** YOUR INSTRUCTIONS **
No pictures, nothing altered: return the data below.

Start of DATA EXTRACT

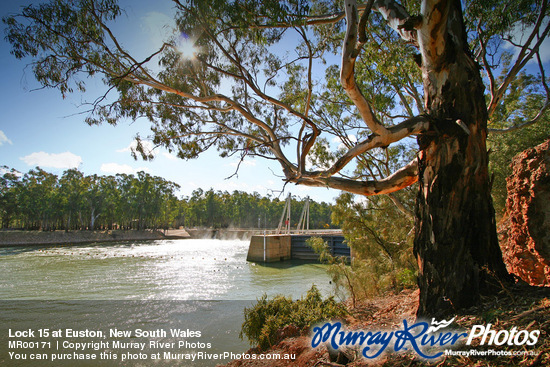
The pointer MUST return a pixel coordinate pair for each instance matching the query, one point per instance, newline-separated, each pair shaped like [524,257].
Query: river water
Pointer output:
[193,285]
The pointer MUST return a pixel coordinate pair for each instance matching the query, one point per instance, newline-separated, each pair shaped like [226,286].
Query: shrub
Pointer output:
[263,320]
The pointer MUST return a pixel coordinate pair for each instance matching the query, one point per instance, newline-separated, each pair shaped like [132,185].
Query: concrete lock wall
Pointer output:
[277,248]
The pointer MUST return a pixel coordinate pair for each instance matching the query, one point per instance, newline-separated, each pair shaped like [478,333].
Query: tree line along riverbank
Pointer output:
[73,201]
[26,238]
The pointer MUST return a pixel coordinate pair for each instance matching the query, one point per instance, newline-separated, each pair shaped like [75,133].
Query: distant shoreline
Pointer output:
[30,238]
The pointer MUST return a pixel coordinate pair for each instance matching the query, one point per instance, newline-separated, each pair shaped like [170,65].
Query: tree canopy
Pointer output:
[332,91]
[242,90]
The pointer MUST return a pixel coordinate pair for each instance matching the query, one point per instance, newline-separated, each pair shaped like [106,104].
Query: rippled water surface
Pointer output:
[190,284]
[160,270]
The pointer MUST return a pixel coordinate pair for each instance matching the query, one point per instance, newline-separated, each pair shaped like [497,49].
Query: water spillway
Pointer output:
[292,246]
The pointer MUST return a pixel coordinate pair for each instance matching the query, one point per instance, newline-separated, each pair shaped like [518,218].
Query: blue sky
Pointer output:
[40,128]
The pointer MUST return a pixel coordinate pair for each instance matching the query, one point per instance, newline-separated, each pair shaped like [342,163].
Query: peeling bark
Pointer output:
[456,242]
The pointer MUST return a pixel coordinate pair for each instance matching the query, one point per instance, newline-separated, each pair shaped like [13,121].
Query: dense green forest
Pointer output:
[73,201]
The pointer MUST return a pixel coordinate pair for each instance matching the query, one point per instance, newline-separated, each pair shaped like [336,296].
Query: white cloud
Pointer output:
[4,139]
[52,160]
[114,168]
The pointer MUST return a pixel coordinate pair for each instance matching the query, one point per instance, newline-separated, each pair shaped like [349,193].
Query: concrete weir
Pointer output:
[280,247]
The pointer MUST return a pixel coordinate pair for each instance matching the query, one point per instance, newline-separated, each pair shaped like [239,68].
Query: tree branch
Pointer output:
[402,178]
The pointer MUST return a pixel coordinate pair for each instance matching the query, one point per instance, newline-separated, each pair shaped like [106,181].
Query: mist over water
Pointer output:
[158,270]
[190,284]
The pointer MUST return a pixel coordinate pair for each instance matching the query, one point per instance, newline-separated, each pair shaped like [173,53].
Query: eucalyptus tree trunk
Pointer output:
[456,242]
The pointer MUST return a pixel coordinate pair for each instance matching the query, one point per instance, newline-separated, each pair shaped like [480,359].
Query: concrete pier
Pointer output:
[280,247]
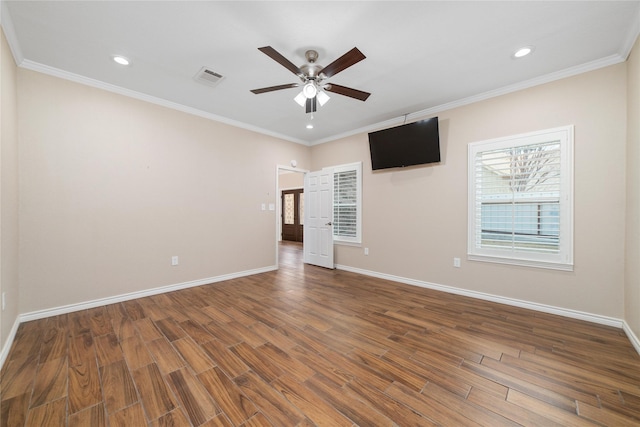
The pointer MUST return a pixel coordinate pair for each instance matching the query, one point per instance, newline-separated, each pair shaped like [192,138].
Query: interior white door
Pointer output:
[318,218]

End of DATA EXTRACT

** RESULT OF THIS EXERCISE **
The pointer MUST return a pixel coordinate pair for each instance matching the query, one point per instance, newline-separated, each pair shaped like [524,257].
Query: river water
Pointer output:
[193,285]
The pointer MUST return a pixel coordinate pair for each instance matching the query, one point per instance, newline-separated, each pair shaped like [226,286].
Query: shrub
Pointer output:
[263,320]
The pointer MUST return a pixel coordinate pair for each instance matching the query, one point per instance, newline-separated, each pair shaped like [132,185].
Query: concrete lock wall
Pointer output:
[277,248]
The pointer MUST return a pixel coordinate pair for each instance matching the query, one point per instance, newline-separated, each pair shaped like [478,333].
Query: tree line along riverbank
Pointer output:
[73,201]
[26,238]
The pointer MUST return a pixel coordinate pair for each instance matching the query, one point per instance, newline-separated, each pair shaped like [75,133].
Query: distant shoreline
Pointer output:
[30,238]
The pointer MUST return a pixel coordinate pair for each instance matching the query, one point per instance, newline-separated, each pair shaped like [170,65].
Query: tree canopy
Pointer output:
[332,91]
[242,90]
The pointer MUST return a pixel coordinate pair for each instance matching the query, one point per instance, newline-separated, each pair shaped like [106,104].
Query: rippled water surface
Pointer output:
[190,284]
[160,270]
The pointer MUST return a pixel coordinate pair for each instance matching the query, one point per instance, newline-separated, each pair shaped like [497,49].
Query: water spillway
Pointer output:
[292,246]
The pointer MUST return a pixel coordinate pair for each instance matching the query, one point per instance, newline-separated, each pair shaped like [518,218].
Query: blue sky
Pointer output:
[40,128]
The pointer MUST return a pixel coordinate pair for each instance matching the query, one point per instance, newline-separated, each pair shaped like [342,163].
Query: peeling bark
Pointer output:
[456,242]
The pointer MUST return a pixel coordinate pair for each instance matching the query, one point per instance, newline-separated, each pair shaped like [13,121].
Query: dense green forest
Pointer output:
[73,201]
The pointer MUST return a pixel coordinate pair for each instance matching the query, one point per instance, newline-separated, each pair shaped like [336,296].
Query: white cloud
Pointer output:
[4,139]
[52,160]
[114,168]
The pointer MUST return a pixel coordinate pair for each instance matching the query, one point per instance, newline-separated, each pair shaped like [349,193].
Query: concrete weir
Pointer output:
[280,247]
The pointer MUST return a pixel coordinate pair for each instance matching the query, one point per instance, newline-separated, each pair shaped like [239,68].
Query: tree branch
Pointer output:
[402,178]
The pointer MUST return a pixel coordinate pair for each instance matching the query, one point per instance, newline-separated, each pair shaped like [106,181].
Query: mist over water
Pointer output:
[158,270]
[190,284]
The pointer MUST return a pixel coordinate pair for each instance matching the query, one point per instance, newline-separated, each pair shaped like [173,53].
Query: eucalyptus tree trunk
Pointer output:
[456,242]
The pointer MUST return a pixel coordinate pair for each instance matching the query, one point per instance, newline-separated, each pair shaped like [480,359].
Query: concrete pier
Pointer output:
[280,247]
The pointer MUST return a pixel coordinate pair for each instance matching the query, one point per instance, newline-separated, each pair shaped like [192,138].
Query: interior white door
Pointer output:
[318,218]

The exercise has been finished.